BEGIN Extracted text

Craig Fulthorpe: Retired Senior Research Scientist

Craig Fulthorpe By Alan Gomez

Craig Fulthorpe was born and raised in Newcastle in northern England, nearly 300 miles from bustling London and, in his mind, a world away from everything. His father was a factory worker and his mother worked office jobs all her life, but Fulthorpe knew that way of life wasn’t for him. He wanted to see the world.

“I always thought the important stuff was happening somewhere else,” he said. “I didn’t want to miss out.”

That’s why, after graduating from the University of Leeds with a bachelor’s degree in civil engineering and working at an engineering firm in Newcastle for a couple of years, he left the United Kingdom and started his new life in the United States.

At first it was Chicago, where he earned a master’s degree in geotechnical engineering at Northwestern University. And then, while working on his doctoral degree in geological sciences, he got a call that would set him on a lifetime of adventuring.

A member of an upcoming trip aboard a research ship had dropped out and they were looking for a replacement. Fulthorpe leapt at the opportunity, joining Ocean Drilling Program Leg 101, a six-week research cruise through the Bahamas. It would be the first of 17 voyages, several lasting

as long as two months and taking him to the waters off New Jersey, California, New Zealand and Australia.

END Extracted text

■ **Using the information**:
a - From the profile of Craig Fulthorpe, quote the passage that starts with "Craig Fulthorpe was" and ends with "the United States.".
b - According to the Craig Fulthorpe profile, where did he earn his master's degree, and in what field?
c - Using the profile of Craig Fulthorpe, explain why he left the United Kingdom for the United States.

BEGIN Data under study

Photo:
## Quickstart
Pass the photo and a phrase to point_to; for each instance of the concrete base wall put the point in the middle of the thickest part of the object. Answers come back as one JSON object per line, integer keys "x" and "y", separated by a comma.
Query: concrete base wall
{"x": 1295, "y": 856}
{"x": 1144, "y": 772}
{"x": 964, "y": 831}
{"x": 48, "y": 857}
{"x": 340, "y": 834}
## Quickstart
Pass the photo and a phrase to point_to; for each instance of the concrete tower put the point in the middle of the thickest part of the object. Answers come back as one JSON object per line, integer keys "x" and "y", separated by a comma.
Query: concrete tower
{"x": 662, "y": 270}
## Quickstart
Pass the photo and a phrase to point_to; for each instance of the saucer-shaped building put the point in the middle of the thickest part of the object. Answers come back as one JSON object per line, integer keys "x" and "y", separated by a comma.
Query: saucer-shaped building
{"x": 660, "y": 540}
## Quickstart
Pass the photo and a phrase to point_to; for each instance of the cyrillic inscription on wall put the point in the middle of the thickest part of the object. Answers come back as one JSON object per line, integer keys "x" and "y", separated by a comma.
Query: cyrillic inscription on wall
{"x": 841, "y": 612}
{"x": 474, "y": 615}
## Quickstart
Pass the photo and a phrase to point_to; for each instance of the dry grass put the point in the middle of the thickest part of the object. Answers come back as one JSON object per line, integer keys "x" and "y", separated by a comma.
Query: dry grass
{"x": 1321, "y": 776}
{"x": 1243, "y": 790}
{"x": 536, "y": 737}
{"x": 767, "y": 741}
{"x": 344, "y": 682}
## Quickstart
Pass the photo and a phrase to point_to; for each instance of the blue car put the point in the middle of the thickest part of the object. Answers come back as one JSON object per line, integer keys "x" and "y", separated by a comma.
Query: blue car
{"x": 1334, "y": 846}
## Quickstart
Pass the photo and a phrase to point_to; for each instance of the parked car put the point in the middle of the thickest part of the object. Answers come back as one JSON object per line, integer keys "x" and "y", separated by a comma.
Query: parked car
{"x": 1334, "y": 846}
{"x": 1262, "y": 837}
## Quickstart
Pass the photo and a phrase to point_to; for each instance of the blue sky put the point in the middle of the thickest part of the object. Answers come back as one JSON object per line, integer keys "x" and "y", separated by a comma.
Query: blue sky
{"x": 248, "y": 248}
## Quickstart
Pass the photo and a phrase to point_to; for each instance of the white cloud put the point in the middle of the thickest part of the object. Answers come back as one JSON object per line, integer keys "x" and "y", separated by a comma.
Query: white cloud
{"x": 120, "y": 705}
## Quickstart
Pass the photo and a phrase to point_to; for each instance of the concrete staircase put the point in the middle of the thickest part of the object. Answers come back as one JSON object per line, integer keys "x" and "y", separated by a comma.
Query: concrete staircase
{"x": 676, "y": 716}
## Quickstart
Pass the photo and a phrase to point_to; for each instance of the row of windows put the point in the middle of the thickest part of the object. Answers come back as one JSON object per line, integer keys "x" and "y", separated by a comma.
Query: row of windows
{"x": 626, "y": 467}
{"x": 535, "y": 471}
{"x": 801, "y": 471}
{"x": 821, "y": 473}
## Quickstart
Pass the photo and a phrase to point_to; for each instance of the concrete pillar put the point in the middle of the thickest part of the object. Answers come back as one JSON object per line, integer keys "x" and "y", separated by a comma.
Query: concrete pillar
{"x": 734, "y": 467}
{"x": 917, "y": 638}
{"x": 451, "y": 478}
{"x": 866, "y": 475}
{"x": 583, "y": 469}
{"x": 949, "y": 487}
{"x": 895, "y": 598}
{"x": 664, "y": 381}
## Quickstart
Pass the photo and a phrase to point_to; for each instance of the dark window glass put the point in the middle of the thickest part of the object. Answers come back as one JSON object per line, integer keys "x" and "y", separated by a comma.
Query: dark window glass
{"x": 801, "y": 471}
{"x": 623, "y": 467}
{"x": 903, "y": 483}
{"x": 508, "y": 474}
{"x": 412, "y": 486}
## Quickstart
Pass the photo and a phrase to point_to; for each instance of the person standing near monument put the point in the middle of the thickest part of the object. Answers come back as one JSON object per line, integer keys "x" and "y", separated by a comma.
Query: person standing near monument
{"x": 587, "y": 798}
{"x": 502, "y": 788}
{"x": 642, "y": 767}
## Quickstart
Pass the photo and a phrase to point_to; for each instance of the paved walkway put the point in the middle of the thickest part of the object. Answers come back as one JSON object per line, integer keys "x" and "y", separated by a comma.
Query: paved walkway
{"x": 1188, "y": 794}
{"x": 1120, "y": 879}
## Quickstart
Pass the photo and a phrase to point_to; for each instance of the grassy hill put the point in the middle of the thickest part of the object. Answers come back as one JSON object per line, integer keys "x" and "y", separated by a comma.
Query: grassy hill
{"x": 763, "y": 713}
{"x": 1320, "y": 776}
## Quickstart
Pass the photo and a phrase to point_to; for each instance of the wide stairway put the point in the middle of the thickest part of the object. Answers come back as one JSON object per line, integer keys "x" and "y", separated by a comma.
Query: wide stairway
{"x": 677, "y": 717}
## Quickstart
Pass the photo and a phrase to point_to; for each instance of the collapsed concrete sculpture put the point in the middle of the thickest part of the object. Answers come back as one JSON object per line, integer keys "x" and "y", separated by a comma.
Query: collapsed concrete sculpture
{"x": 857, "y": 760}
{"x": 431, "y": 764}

END Data under study

■ **Responses by item number**:
a -
Craig Fulthorpe was born and raised in Newcastle in northern England, nearly 300 miles from bustling London and, in his mind, a world away from everything. His father was a factory worker and his mother worked office jobs all her life, but Fulthorpe knew that way of life wasn’t for him. He wanted to see the world.

“I always thought the important stuff was happening somewhere else,” he said. “I didn’t want to miss out.”

That’s why, after graduating from the University of Leeds with a bachelor’s degree in civil engineering and working at an engineering firm in Newcastle for a couple of years, he left the United Kingdom and started his new life in the United States.

b - He earned it at Northwestern University in Chicago, in geotechnical engineering.

c - He knew the factory and office way of life his parents had wasn't for him, and he wanted to see the world. He believed the important stuff was happening somewhere else and didn't want to miss out.